THE TASK: Within the entries below, find every line that has the string "tracking", then copy it.

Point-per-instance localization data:
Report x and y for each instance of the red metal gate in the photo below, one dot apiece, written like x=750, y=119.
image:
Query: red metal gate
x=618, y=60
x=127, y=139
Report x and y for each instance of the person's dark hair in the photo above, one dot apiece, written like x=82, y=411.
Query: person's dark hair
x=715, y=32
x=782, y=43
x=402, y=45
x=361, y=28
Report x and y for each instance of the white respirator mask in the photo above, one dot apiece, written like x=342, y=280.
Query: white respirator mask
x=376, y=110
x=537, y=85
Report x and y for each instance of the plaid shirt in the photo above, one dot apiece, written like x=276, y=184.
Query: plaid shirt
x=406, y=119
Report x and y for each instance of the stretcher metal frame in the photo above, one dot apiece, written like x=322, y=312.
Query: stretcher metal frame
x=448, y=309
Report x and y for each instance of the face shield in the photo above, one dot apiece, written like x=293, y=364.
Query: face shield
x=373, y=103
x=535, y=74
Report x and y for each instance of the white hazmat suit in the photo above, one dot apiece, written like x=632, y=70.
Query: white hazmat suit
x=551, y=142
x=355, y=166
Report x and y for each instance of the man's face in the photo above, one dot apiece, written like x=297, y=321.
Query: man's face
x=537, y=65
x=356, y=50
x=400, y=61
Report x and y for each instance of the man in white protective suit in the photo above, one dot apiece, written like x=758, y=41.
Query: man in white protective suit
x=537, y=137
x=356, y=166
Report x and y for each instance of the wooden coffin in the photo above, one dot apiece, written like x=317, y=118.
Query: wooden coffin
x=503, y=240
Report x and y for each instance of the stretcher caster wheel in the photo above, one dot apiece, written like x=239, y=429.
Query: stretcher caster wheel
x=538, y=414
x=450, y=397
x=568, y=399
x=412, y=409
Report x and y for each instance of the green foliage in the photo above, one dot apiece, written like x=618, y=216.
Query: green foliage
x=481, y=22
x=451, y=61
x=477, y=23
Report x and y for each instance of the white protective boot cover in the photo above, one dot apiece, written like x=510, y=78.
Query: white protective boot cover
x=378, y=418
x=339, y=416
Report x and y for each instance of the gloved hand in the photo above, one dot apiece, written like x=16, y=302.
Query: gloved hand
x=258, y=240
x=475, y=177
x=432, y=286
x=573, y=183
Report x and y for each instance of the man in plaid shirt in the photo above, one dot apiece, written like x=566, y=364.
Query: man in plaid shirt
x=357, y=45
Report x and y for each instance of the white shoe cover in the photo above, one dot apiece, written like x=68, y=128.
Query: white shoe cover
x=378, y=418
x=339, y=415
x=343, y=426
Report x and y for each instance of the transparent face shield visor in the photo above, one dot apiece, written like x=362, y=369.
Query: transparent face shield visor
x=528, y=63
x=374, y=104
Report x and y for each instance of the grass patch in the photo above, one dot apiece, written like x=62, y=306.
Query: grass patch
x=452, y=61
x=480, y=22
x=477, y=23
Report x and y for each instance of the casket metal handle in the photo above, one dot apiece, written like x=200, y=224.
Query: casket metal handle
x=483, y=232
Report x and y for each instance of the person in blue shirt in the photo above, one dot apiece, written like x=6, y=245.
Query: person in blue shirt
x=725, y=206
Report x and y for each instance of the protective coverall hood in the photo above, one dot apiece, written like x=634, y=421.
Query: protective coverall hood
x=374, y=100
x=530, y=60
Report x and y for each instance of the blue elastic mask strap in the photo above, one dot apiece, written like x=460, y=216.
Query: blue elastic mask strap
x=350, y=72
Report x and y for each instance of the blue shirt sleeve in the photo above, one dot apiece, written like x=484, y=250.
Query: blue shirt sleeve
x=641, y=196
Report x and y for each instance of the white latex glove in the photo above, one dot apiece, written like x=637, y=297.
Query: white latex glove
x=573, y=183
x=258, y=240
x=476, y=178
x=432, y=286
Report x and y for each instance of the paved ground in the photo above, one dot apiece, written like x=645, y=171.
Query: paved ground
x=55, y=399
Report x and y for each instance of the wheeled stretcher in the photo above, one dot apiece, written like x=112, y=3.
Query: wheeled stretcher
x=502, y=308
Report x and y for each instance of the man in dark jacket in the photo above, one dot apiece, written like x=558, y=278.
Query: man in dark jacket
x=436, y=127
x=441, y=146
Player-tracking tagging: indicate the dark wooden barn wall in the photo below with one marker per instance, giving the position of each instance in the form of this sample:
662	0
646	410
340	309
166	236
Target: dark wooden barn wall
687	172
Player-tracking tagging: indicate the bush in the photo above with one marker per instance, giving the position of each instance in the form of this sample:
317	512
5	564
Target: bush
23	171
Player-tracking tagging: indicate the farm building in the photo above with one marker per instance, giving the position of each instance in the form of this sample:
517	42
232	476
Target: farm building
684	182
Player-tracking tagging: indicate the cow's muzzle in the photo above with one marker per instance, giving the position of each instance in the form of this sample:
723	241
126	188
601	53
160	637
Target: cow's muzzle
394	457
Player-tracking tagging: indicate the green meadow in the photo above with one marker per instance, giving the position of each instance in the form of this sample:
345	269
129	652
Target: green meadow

TASK RESPONSE:
Player-tracking tagging: indicate the dark wooden barn wall in the photo below with one marker per instance, giving the position of each instance in the form of this sample:
Player-tracking tagging: indicate the bush in the photo above with one marker per instance, giving the position of each instance in the form of this sample:
Player-tracking tagging: indicate the farm building in the photo above with one marker per instance, giving the position of each instance in the form of this sample:
Player-tracking tagging: indicate the cow's muzzle in the photo above with one marker per instance, giving the position of each instance in the form of this sample:
Player-tracking tagging: indicate the green meadow in the photo above with one marker per instance, giving the position of each instance in the form of this sample:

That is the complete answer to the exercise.